---------- Page text

# Very emotional use of a Queen of the Night aria in a tragic movie



## Seattleoperafan (Mar 24, 2013)

*Extremely Wicked, Shockingly Evil and Vile the wonderful biography of Ted Bundy uses a modified version of the famous mozart aria to underscore the scene where Ted admitted he was the murderer to his girlfriend:*


----------



## Tsaraslondon (Nov 7, 2013)

Have you seen it? It's a great premise for a movie. We often see movies about murderers or finding them, but rarely about the effect it must have on those that love(d) them.


----------



## Seattleoperafan (Mar 24, 2013)

I've seen it about 5 times. What is so intriguing is how he could have such a long relatively normal relationship with a woman and then have this whole other side too him. So captivatingly charming and then have a monster within. That Disney actor has really grown as an actor, I must say!!!! I knew a lady who's friend she was with talked with Bundy in the park on the day he murdered two women in a park near Seattle! He had the cast on and everything. It you like this try Mindhunters on Netflix. Write to me if you want to know more. Back to the Mozart, we forget amidst the stunning coloratura that Mozart meant this to be scary music which fits in with the horror of this scene.


----------



## Tsaraslondon (Nov 7, 2013)

Seattleoperafan said:


> I've seen it about 5 times. What is so intriguing is how he could have such a long relatively normal relationship with a woman and then have this whole other side too him. So captivatingly charming and then have a monster within. That Disney actor has really grown as an actor, I must say!!!! I knew a lady who's friend she was with talked with Bundy in the park on the day he murdered two women in a park near Seattle! He had the cast on and everything. It you like this try Mindhunters on Netflix. Write to me if you want to know more. Back to the Mozart, we forget amidst the stunning coloratura that Mozart meant this to be scary music which fits in with the horror of this scene.


Is that Mindhunter, with Jonathan Groff? I think we saw both seasons and really liked it. Do you know if there's going to be a third?

I know what you mean by the Queen of the Night. Very few singers manage to make her music sound threatening. Edda Moser is my favourite as she's one of the few who can.


----------

--------------------
---------- Supplied records

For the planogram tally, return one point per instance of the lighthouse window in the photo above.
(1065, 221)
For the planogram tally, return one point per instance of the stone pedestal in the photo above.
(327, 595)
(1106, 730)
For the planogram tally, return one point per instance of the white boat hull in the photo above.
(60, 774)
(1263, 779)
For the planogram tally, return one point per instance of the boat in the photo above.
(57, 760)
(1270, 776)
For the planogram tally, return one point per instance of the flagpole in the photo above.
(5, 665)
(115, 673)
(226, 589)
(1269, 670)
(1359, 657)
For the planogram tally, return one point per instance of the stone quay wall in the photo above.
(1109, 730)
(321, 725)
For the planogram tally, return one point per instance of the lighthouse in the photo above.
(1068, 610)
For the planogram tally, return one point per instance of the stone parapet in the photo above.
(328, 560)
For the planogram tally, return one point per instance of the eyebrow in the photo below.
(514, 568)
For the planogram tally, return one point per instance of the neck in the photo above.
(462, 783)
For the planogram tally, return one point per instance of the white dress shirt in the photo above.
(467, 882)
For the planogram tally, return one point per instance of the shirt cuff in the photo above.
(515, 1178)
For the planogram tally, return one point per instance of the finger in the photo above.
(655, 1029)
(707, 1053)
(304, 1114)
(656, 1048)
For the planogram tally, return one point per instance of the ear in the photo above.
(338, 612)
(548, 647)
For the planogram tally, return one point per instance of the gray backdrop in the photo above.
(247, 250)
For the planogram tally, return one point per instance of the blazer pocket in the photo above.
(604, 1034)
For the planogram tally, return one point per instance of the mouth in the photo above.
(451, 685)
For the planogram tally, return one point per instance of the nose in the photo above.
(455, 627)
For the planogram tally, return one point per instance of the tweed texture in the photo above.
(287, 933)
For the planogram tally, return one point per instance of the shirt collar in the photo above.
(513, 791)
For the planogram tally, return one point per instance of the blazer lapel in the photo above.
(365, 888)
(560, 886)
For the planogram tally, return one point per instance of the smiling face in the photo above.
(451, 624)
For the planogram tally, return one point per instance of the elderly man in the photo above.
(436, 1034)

--------------------

* Problems and tasks
[1] In the forum thread, which singer does Tsaraslondon name as a favorite Queen of the Night?
[2] Please list every real person mentioned by name in the posts of the forum thread, leaving out the posters' usernames.

* Solutions to the exercise
[1] Edda Moser

[2] Ted Bundy, Mozart, Jonathan Groff, Edda Moser